___ TEKS BACAAN

Dunia digital bukan netral, tapi menuntut standar baru
Ruang digital bukanlah tempat yang bebas nilai. Justru karena kekuatannya dalam membentuk opini dan budaya, maka seharusnya ruang ini dijaga agar tidak menjadi sarang normalisasi perilaku menyimpang. Banyak remaja saat ini yang menilai aurat, privasi, bahkan aib sebagai “aset konten”. Mereka merekam momen menangis, konflik keluarga, bahkan kejadian buruk tanpa berpikir panjang, hanya untuk memancing simpati atau emosi publik.
Hal ini memperkuat argumen bahwa dunia digital telah menjadi kekuatan budaya baru yang tidak selalu sejalan dengan nilai-nilai pendidikan dan kesantunan bangsa. Maka, ketika sekolah ditinggalkan demi dunia digital, bukan hanya soal ekonomi yang dikorbankan, tapi juga karakter dan jati diri sebagai warga bangsa.
Sekolah harus kembali menjadi penjaga nilai
Pendidikan formal, bila dikelola dengan baik dan mengikuti perkembangan zaman, bisa menjadi tempat terbaik untuk menanamkan etika digital dan tanggung jawab sosial dalam bermedia. Sekolah perlu membekali siswa dengan:
Pengetahuan tentang etika publik dan sopan santun di ruang digital
Pemahaman batas antara privasi dan konten
Kesadaran bahwa setiap konten yang dibuat memiliki konsekuensi sosial
Tanpa pendidikan, ruang digital bisa berubah menjadi medan liar, tempat siapa pun bisa menyebarkan apapun tanpa kontrol. Di sinilah peran sekolah menjadi sangat vital, bukan sebagai penghambat kreativitas, tapi penjaga nilai dan arah budaya bangsa.
Sinergi bukan dikotomi
Daripada mempertentangkan “sekolah vs konten”, kita perlu mendorong sinergi. Ada banyak contoh konten kreator sukses yang juga cemerlang secara akademik. Bahkan, latar belakang pendidikan mereka menjadi nilai tambah—misalnya dokter yang membuat konten kesehatan, atau guru yang mengedukasi lewat TikTok.
Anak muda Indonesia punya potensi luar biasa. Namun potensi itu hanya bisa optimal jika dibekali dengan pendidikan yang kuat dan adaptif. Dunia digital memang membuka peluang, tapi hanya bisa dimenangkan oleh mereka yang memiliki nalar, nilai, dan keuletan.
Penutup: Pendidikan Bukan Penghambat, Tapi Penguat
Sekolah dan dunia digital tidak harus saling meniadakan. Pendidikan tetap relevan bahkan di era algoritma, justru karena anak muda membutuhkan fondasi nilai, nalar kritis, dan etika di tengah derasnya informasi dan godaan instan.
Menjadi konten kreator tidak salah. Tapi menjadi kreator yang cerdas, etis, dan bernilai hanya bisa dicapai dengan pendidikan yang kuat. Sekolah bukan penghalang kesuksesan digital—sekolah adalah pondasi agar sukses itu bermakna dan berkelanjutan.
Referensi
Habermas, J. (1989). The Structural Transformation of the Public Sphere. MIT Press.
Mosco, V. (2009). The Political Economy of Communication. SAGE Publications.
Srnicek, N. (2017). Platform Capitalism. Polity Press.
Nasrullah, R. (2020). Komunikasi di Era Digital.

______

SOAL =
(A) Menurut teks tentang sekolah dan dunia digital, apa saja bekal yang perlu diberikan sekolah kepada siswa?
(B) Duplikasikan persis baris-baris di bawah, mulai dari baris yang memuat "find the stove burner" sampai baris terakhir.

___ DATA YANG DITAMPILKAN

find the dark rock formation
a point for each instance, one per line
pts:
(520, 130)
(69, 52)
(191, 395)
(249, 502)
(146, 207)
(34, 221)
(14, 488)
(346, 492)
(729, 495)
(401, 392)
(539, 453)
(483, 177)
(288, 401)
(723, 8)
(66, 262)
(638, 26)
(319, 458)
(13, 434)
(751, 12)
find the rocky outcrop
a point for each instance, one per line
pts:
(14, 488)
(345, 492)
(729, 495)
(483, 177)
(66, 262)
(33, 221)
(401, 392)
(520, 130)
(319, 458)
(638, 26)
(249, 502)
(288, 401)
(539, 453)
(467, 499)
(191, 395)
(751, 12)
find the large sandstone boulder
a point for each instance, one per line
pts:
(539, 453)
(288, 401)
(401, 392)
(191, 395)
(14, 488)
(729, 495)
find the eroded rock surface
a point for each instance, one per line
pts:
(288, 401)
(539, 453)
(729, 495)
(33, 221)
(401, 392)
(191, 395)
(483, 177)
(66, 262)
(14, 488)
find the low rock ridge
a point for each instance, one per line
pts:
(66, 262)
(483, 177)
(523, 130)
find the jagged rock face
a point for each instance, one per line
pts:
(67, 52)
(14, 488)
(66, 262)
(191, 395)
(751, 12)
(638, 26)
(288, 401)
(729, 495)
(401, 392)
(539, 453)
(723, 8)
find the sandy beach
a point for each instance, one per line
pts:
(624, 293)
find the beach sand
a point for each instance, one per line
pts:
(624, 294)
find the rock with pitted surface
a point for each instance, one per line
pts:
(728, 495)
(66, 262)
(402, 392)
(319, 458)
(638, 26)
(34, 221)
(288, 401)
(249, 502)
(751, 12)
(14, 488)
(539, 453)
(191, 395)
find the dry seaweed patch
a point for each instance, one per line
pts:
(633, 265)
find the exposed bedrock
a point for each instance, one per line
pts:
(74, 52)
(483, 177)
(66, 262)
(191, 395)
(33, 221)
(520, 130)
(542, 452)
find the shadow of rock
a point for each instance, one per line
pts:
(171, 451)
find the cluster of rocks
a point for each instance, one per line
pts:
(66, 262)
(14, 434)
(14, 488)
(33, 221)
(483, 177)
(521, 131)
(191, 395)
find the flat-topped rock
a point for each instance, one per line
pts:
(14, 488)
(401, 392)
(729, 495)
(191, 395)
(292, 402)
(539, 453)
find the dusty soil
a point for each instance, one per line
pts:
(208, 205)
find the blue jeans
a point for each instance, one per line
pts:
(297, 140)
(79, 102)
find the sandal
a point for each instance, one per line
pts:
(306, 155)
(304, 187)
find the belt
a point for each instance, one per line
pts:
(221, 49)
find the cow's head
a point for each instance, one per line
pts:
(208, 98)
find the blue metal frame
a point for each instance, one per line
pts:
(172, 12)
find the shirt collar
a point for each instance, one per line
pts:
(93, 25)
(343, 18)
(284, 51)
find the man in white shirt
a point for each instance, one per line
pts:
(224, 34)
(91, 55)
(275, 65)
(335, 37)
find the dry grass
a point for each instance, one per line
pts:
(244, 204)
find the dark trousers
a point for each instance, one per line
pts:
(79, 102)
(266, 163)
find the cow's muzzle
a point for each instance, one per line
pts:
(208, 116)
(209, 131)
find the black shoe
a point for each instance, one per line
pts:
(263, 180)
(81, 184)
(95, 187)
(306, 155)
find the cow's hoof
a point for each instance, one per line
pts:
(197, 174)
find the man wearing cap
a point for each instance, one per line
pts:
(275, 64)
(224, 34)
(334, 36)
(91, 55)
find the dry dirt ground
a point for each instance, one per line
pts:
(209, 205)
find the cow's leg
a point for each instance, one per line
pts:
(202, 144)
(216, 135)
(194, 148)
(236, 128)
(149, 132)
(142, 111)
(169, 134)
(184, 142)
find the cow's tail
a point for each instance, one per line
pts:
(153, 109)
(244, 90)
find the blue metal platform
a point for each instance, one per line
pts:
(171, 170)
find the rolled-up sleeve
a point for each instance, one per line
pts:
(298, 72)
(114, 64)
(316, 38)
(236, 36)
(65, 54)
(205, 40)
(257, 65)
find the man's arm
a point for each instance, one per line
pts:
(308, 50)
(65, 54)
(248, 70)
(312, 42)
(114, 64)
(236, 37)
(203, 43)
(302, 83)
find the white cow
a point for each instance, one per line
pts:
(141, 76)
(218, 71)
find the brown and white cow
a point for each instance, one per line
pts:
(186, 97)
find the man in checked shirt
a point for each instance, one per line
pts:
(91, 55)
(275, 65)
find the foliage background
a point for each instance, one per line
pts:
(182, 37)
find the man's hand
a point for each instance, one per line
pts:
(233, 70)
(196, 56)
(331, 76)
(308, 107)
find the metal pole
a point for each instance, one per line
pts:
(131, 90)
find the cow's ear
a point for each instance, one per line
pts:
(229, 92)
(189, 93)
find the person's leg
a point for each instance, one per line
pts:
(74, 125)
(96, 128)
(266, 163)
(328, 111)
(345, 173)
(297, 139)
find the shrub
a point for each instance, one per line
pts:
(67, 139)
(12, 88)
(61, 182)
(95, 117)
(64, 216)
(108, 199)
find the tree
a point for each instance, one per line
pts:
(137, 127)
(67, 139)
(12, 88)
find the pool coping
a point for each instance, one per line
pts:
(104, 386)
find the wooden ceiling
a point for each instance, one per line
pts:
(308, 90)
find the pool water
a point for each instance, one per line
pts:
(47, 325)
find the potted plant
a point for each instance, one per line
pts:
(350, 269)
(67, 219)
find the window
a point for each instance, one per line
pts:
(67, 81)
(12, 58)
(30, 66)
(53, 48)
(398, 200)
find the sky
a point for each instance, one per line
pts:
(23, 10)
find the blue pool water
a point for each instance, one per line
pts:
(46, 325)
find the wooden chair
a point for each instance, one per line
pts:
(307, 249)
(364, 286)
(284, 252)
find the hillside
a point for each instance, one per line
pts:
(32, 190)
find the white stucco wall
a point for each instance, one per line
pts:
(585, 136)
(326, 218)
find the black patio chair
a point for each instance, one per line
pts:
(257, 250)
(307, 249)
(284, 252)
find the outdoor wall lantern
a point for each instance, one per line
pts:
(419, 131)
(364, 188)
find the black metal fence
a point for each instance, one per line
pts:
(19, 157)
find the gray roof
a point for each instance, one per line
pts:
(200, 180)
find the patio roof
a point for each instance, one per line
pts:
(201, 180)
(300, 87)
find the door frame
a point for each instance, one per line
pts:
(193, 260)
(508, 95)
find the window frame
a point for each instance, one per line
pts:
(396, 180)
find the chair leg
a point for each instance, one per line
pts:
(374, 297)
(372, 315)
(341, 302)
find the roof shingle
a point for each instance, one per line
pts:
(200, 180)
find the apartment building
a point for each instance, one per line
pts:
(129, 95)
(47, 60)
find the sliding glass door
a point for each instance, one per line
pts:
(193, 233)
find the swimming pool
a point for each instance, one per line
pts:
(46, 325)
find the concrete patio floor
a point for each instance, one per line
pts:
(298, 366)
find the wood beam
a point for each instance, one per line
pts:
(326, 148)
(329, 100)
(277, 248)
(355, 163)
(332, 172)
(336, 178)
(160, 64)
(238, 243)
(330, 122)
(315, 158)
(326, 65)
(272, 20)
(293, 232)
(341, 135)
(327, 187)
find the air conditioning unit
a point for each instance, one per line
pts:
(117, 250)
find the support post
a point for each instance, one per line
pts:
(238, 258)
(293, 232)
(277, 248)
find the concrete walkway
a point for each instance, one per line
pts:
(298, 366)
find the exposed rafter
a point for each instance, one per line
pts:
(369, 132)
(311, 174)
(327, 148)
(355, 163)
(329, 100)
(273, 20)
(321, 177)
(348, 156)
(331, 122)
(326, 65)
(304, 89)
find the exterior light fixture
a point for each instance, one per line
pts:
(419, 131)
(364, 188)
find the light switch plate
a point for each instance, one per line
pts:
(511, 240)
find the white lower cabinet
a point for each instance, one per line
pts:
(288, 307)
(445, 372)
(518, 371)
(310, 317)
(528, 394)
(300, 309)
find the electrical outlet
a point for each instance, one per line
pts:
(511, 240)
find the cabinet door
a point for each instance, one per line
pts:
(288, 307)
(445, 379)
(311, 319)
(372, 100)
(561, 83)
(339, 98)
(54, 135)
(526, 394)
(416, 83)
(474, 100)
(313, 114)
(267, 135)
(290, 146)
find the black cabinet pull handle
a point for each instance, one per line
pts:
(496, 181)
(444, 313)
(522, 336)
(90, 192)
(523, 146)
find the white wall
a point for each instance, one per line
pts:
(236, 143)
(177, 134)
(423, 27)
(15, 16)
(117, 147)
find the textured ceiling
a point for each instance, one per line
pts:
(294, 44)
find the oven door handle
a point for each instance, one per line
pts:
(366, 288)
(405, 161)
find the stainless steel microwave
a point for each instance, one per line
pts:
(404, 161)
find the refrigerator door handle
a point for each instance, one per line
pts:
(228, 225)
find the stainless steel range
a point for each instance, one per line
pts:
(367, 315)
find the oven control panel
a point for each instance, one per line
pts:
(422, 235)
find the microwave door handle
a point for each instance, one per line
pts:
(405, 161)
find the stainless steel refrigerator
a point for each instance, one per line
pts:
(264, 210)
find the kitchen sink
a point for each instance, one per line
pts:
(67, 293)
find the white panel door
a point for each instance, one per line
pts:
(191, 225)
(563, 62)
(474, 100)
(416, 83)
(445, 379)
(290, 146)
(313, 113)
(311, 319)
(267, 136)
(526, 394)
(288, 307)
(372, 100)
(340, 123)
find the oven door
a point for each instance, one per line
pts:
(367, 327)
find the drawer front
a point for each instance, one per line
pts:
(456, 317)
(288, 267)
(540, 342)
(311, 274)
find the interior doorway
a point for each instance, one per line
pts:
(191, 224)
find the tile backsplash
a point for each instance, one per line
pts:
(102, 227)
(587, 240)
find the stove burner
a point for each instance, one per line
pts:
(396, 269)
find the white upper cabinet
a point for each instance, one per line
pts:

______

JAWABAN SOAL =
(A)
Pengetahuan tentang etika publik dan sopan santun di ruang digital
Pemahaman batas antara privasi dan konten
Kesadaran bahwa setiap konten yang dibuat memiliki konsekuensi sosial

(B)
find the stove burner
a point for each instance, one per line
pts:
(396, 269)
find the white upper cabinet
a point for each instance, one per line
pts:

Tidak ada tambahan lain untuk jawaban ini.